--- Start PROVIDED MATERIAL ---
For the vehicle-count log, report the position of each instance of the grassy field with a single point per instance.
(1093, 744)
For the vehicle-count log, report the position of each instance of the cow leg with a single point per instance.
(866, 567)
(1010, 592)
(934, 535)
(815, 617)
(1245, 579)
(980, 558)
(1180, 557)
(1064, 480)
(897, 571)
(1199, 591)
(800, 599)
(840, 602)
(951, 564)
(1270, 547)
--- End PROVIDED MATERIAL ---
▶ [AIM]:
Copy all of the entries above in full, with each request line unchanged, and scale every point coordinate in the answers by 1.5, rounding to whole numbers with halves rounded up.

▶ [SOLUTION TO THE PROBLEM]:
For the vehicle-count log, report the position of each instance of the grassy field with a single point per instance.
(1640, 1116)
For the vehicle-count log, report the position of each instance of the cow leg with a single point per instance.
(1299, 851)
(1515, 888)
(1401, 803)
(1223, 926)
(1868, 869)
(1470, 837)
(1770, 836)
(1596, 720)
(1346, 857)
(1799, 887)
(1200, 899)
(1260, 903)
(1427, 846)
(1905, 821)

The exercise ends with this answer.